* DATA EXTRACT *
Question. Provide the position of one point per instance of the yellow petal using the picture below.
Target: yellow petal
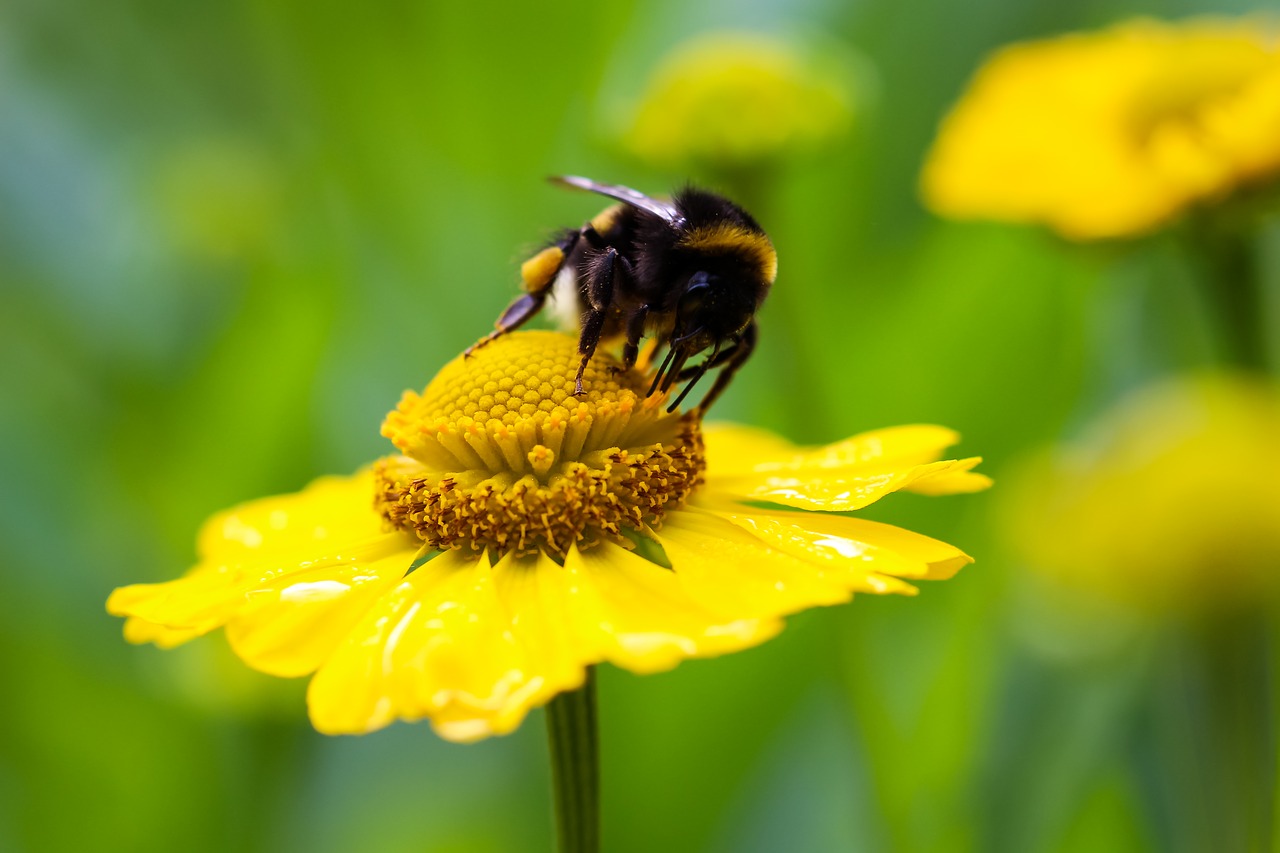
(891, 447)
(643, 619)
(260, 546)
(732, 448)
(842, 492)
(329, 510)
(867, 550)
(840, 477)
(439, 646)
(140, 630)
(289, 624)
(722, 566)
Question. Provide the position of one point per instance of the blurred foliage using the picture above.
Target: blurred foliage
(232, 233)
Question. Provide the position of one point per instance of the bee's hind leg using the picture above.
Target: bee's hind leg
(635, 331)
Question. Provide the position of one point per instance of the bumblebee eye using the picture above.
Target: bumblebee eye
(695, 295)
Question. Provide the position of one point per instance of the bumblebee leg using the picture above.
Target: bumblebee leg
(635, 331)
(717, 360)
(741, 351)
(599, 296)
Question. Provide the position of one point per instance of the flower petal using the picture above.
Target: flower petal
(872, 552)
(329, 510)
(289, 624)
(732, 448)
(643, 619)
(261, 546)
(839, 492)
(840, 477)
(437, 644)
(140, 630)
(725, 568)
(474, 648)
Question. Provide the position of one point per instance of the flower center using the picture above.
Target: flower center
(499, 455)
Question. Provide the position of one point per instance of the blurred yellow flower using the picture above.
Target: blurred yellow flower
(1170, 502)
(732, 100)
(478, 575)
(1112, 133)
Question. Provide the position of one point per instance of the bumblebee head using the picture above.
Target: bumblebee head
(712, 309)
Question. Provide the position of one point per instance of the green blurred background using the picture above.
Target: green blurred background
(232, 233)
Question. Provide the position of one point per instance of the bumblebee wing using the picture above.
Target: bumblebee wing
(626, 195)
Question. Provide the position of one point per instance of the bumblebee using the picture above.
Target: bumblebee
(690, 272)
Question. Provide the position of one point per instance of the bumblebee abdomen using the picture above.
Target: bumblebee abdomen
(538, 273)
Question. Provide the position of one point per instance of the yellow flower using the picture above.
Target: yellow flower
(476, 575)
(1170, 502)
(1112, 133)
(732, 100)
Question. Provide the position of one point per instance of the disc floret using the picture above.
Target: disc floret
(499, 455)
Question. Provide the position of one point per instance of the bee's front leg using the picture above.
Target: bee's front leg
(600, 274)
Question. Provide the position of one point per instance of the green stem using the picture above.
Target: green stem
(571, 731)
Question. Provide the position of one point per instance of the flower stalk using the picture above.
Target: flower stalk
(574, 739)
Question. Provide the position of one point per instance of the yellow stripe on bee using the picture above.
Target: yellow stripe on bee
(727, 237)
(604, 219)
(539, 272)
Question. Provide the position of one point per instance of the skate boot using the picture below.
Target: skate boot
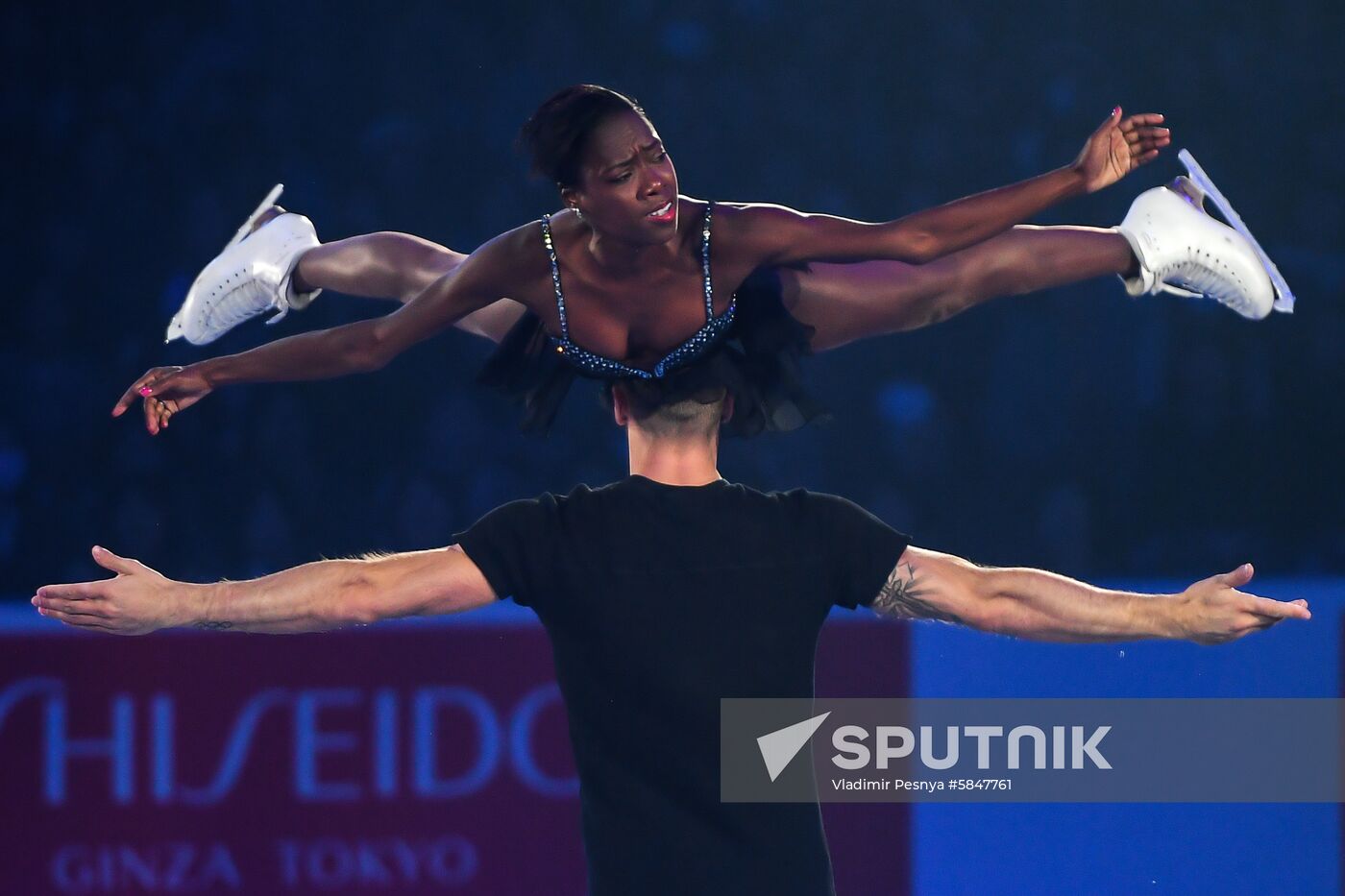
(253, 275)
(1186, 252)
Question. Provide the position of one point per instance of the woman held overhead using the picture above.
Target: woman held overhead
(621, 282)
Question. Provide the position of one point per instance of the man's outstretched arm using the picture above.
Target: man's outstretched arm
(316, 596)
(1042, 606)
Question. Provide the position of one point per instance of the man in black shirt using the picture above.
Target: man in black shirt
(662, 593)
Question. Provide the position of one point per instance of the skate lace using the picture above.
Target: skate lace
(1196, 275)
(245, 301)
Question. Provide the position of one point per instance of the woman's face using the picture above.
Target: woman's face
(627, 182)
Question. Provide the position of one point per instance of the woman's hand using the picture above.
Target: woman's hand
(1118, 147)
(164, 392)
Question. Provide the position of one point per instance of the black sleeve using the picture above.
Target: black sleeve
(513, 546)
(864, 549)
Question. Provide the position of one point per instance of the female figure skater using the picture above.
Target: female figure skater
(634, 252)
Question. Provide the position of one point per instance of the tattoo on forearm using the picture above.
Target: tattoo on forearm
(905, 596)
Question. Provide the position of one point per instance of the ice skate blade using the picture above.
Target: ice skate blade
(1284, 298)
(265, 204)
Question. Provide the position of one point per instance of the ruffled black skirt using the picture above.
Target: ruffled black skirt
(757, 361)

* TO DO *
Reproduce every row above with each "Target" changed to "Object" and everything else left as it is, leaving the pictures out.

* PROBLEM SOLUTION *
Question. Provide the position of one point per instance of the yellow petal using the picture below.
Object: yellow petal
(891, 447)
(643, 619)
(260, 546)
(732, 448)
(842, 492)
(329, 510)
(867, 550)
(840, 477)
(439, 646)
(140, 630)
(289, 624)
(722, 566)
Question. Provide the position of one point per instance of the blurred foliage using the picture above.
Object: blurred foliage
(232, 233)
Question. Provide the position of one point per instance of the bee's hind leg using the picture above.
Object: bee's hind leg
(635, 331)
Question. Provide the position of one point per instance of the bumblebee eye using the picture above.
Object: bumblebee eye
(695, 295)
Question. Provide the position of one point per instance of the bumblebee leg using the picture above.
Object: bumblebee leg
(635, 331)
(717, 360)
(741, 351)
(599, 296)
Question. Provide the position of one point per instance of the flower petal using the picture above.
Object: flower petal
(872, 552)
(329, 510)
(289, 624)
(732, 448)
(643, 619)
(261, 546)
(839, 492)
(840, 477)
(437, 644)
(140, 630)
(725, 568)
(474, 648)
Question. Provide the position of one point per instance of the flower center using the picture above.
Object: flower center
(499, 455)
Question. Provide the position of one point per instance of the blurred yellow flower using the picture above.
Object: blurred yellow flower
(1170, 502)
(732, 100)
(478, 575)
(1112, 133)
Question. Provide the position of one point per instance of the bumblebee head using the picture above.
Object: bumblebee head
(712, 309)
Question. Provide the position of one point per instance of the green blurred background using the picture above.
Object: green blurred background
(232, 233)
Question. Provide the position of one point per instance of the bumblebee wing using the picture above.
Object: bumblebee wing
(626, 195)
Question. Provide the position of one point per instance of the bumblebee using the picture above.
Object: bumblebee
(690, 272)
Question. Provide the position of one point per instance of the bumblebee abdomen using the picture above.
Object: bumblebee abdomen
(538, 273)
Question. Provide the position of one point per instance of the yellow flower using the picture above.
Object: yellow flower
(476, 575)
(1170, 502)
(1112, 133)
(732, 100)
Question. Provide the position of one point per instance of the disc floret using the picture above.
Object: disc floret
(499, 455)
Question. Provide the position of one point per instance of the bee's front leg using the picture above.
Object: bee's front leg
(600, 274)
Question. Provide the position of one point per instance of the green stem using the picture above.
Object: green stem
(571, 731)
Question. Provide the position of one point per instance of the flower stalk using the picture above.
Object: flower stalk
(574, 739)
Question. Provide the position of one point per instance of the yellow stripe on bee using the picture above.
Object: yellow stripe on bee
(727, 237)
(604, 219)
(539, 272)
Question. Provide the position of one point per instance of the skate boot using the picture below.
Object: skate boot
(253, 275)
(1186, 252)
Question. Provide the position of one point per instance of the woman held overhead using the picture above.
Object: woman held overhead
(621, 282)
Question. Provide the position of one point per instance of the man's outstretched arm using the picture above.
Object: man's outstretched arm
(316, 596)
(1042, 606)
Question. Provide the position of one point per instance of the man in black shirt using the picture above.
Object: man in black shirt
(662, 593)
Question. Provide the position of one point per instance of the skate lace using the picture above.
Object: skate lace
(1196, 275)
(245, 301)
Question. Provide the position of one point per instance of the woman's face using the picture above.
Object: woman's face
(627, 182)
Question. Provide the position of one point per instance of the woman's hand using the picture above.
Object: woman's hand
(1118, 147)
(164, 392)
Question. Provide the position of one point per instance of the black sleeve using the picture above.
Object: black sleeve
(513, 546)
(864, 549)
Question. Provide the position of one point per instance of the female figure skater using the picture above.
Object: female figure skater
(634, 252)
Question. Provide the position of one point per instance of the tattoo on forearm using the picture above.
Object: tattoo on forearm
(905, 596)
Question. Provide the position of one point per instance of the ice skate blade using the picture above.
Object: ice skate blade
(1284, 298)
(265, 204)
Question. Provide the position of one point per instance of the ruffled black skirt using the picture above.
Object: ruffled black skirt
(757, 361)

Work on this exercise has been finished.